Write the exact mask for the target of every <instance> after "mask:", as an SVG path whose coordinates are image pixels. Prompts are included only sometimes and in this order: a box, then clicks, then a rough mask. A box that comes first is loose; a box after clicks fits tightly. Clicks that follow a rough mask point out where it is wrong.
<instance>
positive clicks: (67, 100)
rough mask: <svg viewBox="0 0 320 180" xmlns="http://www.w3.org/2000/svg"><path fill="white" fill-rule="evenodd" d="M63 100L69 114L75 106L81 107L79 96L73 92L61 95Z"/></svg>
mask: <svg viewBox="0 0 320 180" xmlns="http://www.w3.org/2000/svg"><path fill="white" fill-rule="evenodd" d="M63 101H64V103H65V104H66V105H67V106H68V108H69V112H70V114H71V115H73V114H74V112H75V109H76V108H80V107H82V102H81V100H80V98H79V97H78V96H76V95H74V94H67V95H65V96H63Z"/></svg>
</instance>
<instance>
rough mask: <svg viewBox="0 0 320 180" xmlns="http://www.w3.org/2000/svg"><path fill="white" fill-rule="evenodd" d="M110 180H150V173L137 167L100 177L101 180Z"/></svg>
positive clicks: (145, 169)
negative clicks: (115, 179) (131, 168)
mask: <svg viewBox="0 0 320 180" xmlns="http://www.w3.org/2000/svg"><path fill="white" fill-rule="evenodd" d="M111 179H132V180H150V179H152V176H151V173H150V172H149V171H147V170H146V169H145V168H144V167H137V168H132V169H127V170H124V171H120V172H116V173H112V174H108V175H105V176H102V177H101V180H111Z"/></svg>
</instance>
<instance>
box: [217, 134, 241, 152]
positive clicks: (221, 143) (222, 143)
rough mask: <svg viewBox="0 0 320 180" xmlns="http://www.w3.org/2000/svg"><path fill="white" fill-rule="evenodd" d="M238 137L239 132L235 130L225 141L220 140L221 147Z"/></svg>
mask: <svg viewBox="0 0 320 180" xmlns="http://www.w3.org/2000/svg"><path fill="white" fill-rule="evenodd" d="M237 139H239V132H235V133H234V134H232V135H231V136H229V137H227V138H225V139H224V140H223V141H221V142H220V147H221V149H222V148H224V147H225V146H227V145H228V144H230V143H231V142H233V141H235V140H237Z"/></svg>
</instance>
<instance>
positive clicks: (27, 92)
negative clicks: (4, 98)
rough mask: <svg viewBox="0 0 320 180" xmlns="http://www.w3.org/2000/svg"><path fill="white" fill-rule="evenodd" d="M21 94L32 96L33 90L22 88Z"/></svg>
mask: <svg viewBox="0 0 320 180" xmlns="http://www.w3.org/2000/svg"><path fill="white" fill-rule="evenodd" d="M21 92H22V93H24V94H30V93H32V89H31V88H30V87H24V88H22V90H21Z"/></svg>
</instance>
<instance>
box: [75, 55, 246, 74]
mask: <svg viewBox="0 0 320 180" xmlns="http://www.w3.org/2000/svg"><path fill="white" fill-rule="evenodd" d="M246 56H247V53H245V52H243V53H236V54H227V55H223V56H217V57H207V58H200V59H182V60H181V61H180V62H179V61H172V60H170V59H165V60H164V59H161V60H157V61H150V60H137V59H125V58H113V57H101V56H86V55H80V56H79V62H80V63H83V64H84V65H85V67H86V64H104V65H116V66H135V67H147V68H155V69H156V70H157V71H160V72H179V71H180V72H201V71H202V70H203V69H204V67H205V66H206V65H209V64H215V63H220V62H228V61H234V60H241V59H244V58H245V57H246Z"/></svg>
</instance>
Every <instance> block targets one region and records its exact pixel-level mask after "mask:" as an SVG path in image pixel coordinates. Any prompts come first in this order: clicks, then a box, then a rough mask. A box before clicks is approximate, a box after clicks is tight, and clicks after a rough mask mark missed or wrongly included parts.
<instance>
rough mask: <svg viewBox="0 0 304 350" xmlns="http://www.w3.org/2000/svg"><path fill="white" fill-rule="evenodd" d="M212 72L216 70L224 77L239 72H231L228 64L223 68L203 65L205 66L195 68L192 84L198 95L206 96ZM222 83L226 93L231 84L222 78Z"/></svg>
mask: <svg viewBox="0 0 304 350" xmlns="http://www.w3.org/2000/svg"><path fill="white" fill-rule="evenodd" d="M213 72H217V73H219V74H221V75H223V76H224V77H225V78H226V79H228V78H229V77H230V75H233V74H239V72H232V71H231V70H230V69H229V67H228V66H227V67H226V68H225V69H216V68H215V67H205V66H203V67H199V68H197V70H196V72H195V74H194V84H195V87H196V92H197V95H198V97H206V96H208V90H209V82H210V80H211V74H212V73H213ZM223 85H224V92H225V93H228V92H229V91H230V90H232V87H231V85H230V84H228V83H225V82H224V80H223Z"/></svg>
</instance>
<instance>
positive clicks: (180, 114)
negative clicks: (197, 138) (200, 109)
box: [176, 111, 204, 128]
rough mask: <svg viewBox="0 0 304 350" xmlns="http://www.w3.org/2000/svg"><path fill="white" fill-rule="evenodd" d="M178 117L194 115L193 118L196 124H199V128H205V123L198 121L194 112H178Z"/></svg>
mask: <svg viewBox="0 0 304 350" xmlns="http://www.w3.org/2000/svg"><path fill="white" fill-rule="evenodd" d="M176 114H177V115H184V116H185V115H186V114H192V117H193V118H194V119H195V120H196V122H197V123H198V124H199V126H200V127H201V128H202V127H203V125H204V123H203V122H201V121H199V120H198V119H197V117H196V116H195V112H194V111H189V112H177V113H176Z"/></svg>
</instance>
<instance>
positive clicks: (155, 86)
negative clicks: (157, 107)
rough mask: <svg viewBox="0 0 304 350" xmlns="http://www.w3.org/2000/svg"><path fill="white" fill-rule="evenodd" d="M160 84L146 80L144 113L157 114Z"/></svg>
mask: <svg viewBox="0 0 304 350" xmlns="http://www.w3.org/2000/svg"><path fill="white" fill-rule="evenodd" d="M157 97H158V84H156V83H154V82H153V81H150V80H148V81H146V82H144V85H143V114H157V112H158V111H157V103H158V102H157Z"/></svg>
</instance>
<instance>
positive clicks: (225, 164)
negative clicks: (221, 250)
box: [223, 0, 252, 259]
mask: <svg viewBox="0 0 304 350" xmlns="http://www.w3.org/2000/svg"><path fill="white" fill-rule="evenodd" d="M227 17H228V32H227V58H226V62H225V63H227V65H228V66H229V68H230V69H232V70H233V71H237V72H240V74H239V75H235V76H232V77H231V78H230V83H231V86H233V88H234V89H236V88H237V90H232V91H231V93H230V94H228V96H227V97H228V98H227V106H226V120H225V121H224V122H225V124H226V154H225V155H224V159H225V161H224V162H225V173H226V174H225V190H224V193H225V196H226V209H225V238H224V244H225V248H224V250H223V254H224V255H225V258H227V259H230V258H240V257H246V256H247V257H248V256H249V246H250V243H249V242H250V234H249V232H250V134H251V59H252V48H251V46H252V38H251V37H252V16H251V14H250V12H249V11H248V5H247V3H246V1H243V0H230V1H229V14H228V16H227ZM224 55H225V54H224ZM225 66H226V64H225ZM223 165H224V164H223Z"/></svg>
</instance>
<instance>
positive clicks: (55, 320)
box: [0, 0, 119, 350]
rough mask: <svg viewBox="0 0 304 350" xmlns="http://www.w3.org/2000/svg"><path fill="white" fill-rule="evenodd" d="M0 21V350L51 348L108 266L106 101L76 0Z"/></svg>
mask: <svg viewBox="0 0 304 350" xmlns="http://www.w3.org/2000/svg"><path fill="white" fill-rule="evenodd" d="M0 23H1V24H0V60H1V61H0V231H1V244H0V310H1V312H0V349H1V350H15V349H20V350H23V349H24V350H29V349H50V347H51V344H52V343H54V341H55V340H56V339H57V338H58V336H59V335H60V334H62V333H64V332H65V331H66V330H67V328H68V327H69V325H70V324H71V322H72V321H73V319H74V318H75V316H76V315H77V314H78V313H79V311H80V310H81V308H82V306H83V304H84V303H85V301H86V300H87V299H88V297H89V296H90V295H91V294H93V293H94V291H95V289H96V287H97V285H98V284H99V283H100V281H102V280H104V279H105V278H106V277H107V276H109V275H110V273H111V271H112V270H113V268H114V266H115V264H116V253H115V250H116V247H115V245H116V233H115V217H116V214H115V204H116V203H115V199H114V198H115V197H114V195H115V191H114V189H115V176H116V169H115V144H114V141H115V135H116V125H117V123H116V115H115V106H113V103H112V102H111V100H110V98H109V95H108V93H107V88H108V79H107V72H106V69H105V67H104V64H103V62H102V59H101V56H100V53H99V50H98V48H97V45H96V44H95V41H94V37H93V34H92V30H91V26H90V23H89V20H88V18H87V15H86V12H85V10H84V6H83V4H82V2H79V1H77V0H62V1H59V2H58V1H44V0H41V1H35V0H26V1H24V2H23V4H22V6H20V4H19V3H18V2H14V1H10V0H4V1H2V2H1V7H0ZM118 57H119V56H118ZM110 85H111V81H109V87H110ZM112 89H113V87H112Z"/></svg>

→ What this task involves
Where the string "first" appears in a line of the entries above, return that line.

→ Answer to this task
Write the exact mask for the target of every <instance> after "mask:", as an SVG path whose coordinates are image pixels. Prompts are included only sometimes and in this order: a box, then clicks, then a rough mask. A box that comes first is loose; a box after clicks fits tightly. Clicks that follow a rough mask point out where it is wrong.
Every <instance> block targets one region and records its exact pixel-level mask after "mask:" as an SVG path in image pixel coordinates. Any prompts come first in this order: clicks, then a box, then a rough mask. A box before clicks is approximate, a box after clicks is tight, and clicks after a rough mask mark missed or wrongly included parts.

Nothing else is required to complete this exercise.